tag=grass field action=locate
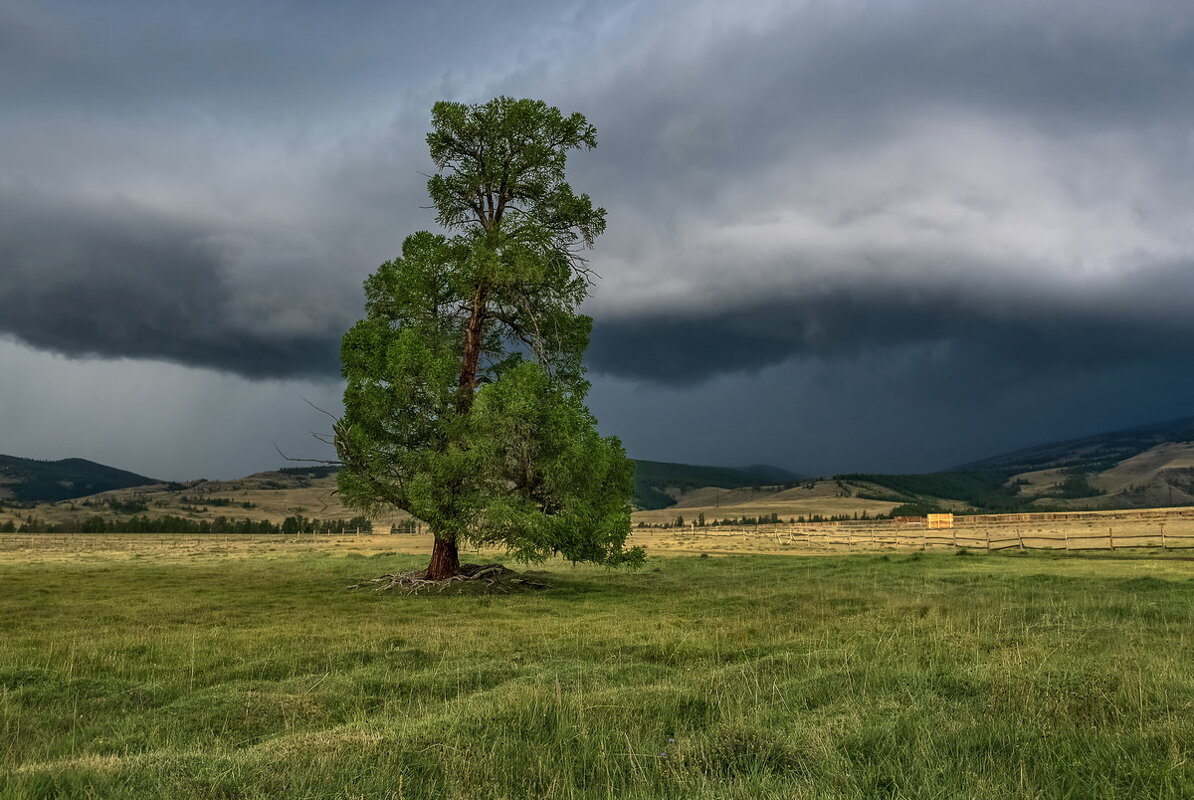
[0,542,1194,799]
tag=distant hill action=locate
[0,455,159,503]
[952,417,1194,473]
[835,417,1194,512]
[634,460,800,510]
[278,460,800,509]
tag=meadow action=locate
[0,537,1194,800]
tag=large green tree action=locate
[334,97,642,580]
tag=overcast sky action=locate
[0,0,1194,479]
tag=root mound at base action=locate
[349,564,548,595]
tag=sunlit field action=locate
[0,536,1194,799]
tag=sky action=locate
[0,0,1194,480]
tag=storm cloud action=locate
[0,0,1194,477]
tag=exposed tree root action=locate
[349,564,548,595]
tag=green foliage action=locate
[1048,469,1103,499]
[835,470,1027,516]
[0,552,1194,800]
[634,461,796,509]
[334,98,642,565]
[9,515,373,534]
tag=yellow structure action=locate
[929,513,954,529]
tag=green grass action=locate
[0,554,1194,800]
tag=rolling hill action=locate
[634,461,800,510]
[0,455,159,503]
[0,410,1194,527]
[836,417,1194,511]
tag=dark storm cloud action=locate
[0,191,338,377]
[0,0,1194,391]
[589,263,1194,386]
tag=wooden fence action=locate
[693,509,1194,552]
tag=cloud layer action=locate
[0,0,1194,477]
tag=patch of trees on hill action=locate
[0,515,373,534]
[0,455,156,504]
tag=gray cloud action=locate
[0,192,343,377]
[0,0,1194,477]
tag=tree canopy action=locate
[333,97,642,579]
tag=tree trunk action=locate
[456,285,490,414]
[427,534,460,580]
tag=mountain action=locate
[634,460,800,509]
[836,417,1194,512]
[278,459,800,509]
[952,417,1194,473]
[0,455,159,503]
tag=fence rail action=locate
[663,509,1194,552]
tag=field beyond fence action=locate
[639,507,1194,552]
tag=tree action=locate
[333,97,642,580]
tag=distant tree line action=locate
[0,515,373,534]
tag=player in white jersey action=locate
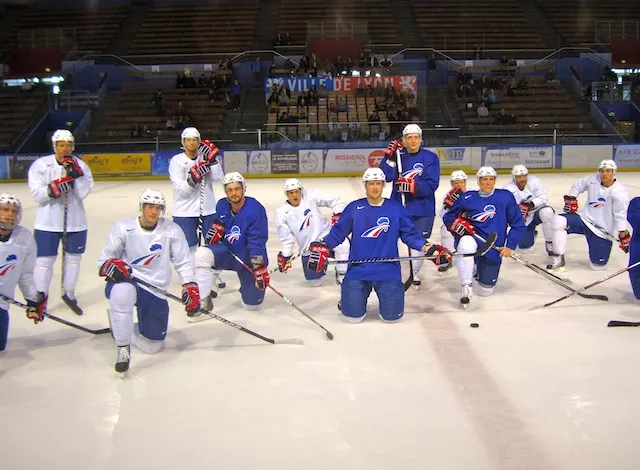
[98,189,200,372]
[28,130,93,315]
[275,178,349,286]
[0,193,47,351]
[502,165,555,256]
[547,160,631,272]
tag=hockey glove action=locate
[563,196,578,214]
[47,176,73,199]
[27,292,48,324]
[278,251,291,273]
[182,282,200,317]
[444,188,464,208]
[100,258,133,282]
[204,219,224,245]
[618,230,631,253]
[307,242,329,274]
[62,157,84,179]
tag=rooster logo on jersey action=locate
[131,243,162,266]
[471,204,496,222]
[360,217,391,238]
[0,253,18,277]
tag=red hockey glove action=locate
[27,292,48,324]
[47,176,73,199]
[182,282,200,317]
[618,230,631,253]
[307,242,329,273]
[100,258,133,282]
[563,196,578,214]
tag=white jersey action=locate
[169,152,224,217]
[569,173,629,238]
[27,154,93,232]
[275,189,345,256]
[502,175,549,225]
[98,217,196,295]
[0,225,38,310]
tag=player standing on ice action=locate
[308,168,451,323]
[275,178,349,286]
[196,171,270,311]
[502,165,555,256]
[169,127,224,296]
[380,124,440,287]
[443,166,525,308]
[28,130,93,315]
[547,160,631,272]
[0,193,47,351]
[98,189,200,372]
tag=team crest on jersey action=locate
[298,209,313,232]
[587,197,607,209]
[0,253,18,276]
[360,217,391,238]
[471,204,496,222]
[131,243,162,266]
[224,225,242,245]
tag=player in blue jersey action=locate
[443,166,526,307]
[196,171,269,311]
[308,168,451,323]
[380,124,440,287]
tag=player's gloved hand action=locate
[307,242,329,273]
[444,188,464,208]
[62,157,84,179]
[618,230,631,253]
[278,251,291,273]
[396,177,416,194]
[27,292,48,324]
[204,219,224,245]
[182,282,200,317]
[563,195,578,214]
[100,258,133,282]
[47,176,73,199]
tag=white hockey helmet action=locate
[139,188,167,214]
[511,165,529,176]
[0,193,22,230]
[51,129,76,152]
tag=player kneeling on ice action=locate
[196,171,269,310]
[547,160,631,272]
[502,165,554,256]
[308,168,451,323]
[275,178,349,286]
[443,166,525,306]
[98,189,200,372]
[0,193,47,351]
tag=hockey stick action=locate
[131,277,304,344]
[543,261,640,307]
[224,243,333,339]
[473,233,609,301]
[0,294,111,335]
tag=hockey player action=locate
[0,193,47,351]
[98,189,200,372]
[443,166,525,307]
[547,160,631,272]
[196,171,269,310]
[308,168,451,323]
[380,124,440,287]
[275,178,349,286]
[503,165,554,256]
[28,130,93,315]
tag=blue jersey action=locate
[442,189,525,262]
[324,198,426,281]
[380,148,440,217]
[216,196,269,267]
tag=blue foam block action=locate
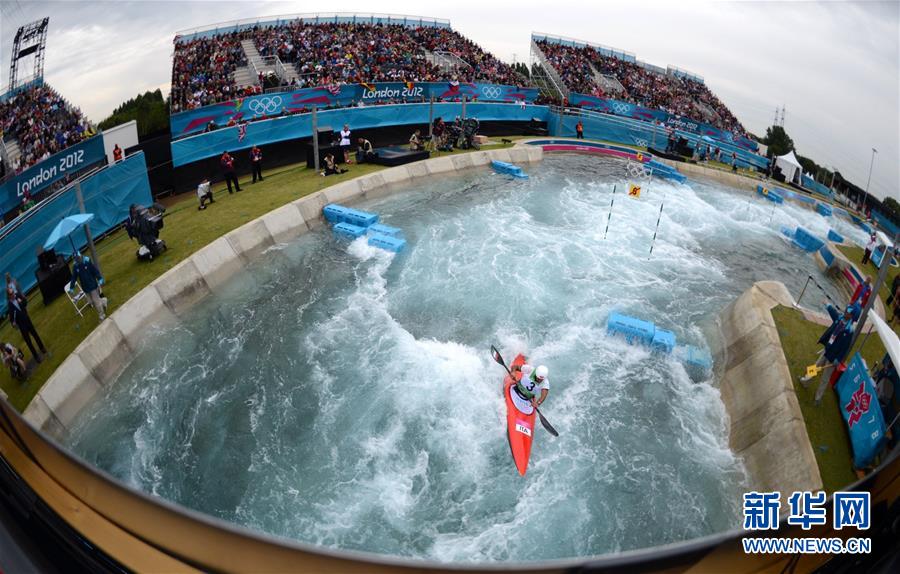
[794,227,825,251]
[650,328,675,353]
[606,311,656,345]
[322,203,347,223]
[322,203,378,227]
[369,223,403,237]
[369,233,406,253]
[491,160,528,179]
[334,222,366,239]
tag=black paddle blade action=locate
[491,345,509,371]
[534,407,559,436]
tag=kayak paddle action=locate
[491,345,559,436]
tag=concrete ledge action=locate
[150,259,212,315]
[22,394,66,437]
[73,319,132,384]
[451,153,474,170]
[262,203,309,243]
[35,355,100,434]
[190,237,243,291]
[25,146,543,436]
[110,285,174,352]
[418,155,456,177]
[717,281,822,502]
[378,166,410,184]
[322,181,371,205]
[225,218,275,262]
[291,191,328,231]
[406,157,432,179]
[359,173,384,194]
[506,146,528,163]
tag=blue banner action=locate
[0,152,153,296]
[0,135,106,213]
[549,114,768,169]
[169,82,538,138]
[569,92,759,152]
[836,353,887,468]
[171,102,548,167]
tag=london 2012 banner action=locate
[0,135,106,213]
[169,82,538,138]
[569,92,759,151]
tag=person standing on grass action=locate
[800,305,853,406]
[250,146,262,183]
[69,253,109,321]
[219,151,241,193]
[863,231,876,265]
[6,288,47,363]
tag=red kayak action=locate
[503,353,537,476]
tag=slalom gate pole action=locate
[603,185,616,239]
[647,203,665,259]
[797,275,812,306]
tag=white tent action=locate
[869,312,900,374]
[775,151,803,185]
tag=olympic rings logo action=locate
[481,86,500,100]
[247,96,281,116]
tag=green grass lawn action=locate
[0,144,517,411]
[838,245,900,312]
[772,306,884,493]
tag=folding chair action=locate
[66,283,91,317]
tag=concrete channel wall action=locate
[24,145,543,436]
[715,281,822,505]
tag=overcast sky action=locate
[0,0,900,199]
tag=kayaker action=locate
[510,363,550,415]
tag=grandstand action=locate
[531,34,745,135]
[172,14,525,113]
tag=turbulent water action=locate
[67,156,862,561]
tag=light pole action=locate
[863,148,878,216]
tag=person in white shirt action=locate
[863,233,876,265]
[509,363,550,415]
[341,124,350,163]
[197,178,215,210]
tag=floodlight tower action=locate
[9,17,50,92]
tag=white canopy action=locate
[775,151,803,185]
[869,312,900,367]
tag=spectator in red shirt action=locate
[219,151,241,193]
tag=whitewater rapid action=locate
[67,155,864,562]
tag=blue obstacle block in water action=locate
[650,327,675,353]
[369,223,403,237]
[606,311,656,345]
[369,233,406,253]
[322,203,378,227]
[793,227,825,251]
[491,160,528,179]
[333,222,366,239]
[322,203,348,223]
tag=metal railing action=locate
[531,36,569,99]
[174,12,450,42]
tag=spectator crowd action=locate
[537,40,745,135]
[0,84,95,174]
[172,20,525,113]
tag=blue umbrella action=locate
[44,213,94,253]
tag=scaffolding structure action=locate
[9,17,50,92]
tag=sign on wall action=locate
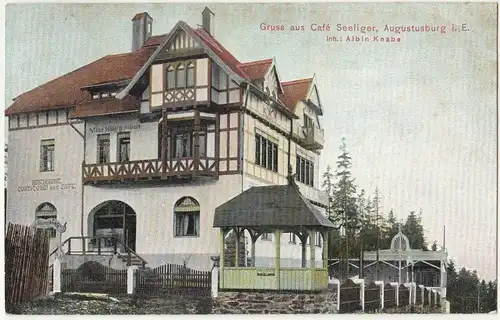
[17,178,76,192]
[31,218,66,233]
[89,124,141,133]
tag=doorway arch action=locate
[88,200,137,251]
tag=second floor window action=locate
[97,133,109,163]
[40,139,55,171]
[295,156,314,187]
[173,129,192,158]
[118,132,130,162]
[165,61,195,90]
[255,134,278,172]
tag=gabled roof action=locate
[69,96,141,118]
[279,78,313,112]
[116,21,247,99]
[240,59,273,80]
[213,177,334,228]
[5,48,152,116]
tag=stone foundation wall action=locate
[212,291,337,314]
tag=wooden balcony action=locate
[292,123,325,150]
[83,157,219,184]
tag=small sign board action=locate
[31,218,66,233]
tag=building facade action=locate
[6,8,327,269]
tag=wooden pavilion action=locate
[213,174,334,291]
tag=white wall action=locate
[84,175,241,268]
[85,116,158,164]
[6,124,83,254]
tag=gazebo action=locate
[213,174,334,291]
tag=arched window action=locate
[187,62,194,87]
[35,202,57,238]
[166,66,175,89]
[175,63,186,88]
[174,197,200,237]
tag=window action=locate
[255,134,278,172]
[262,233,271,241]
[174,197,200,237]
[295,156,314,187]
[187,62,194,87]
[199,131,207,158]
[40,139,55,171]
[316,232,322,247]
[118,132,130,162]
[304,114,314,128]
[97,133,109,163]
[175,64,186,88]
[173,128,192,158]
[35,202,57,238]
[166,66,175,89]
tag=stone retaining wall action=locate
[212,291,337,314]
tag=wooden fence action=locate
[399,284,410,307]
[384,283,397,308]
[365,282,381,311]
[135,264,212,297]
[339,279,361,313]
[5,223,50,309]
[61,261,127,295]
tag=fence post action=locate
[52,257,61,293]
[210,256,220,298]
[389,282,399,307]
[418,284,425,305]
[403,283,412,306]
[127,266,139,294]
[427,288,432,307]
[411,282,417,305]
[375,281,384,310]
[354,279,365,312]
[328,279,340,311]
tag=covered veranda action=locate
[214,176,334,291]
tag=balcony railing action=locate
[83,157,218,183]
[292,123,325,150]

•••

▶ [Written instruction]: Write out again the lines from the one containing "tag=doorway arch action=locate" through the one containing "[61,261,127,295]", substituting "summerhouse" for "gazebo" and leaving everything else unchanged.

▶ [Result]:
tag=doorway arch action=locate
[88,200,137,251]
tag=second floor window action=locate
[97,133,109,163]
[40,139,55,171]
[295,156,314,187]
[173,129,192,158]
[118,132,130,162]
[165,61,195,90]
[255,134,278,172]
tag=gabled roof action=locate
[69,96,141,118]
[279,78,313,112]
[116,21,247,99]
[240,59,273,80]
[213,177,334,228]
[5,48,152,116]
tag=stone foundation wall action=locate
[212,291,337,314]
tag=wooden balcony action=locate
[292,123,325,150]
[83,157,219,184]
tag=small sign board action=locate
[31,218,66,233]
tag=building facade action=locate
[6,8,327,269]
tag=wooden pavilion action=locate
[213,174,334,291]
tag=white wall action=locate
[84,175,241,268]
[85,116,158,164]
[6,124,83,254]
tag=summerhouse action=locate
[213,174,334,291]
tag=arched window action=locate
[187,62,194,87]
[35,202,57,238]
[166,66,175,89]
[175,63,186,88]
[174,197,200,237]
tag=window action=locate
[255,134,278,172]
[262,233,271,241]
[174,197,200,237]
[295,156,314,187]
[187,62,194,87]
[199,131,207,158]
[40,139,55,171]
[316,232,322,247]
[118,132,130,162]
[304,114,314,128]
[97,133,109,163]
[175,64,186,88]
[173,128,192,158]
[35,202,57,238]
[166,66,175,89]
tag=stone retaining wall action=locate
[212,291,337,314]
tag=wooden fence action=locate
[399,284,410,307]
[384,283,397,308]
[365,282,381,311]
[135,264,212,297]
[339,279,361,313]
[5,223,50,309]
[61,261,127,295]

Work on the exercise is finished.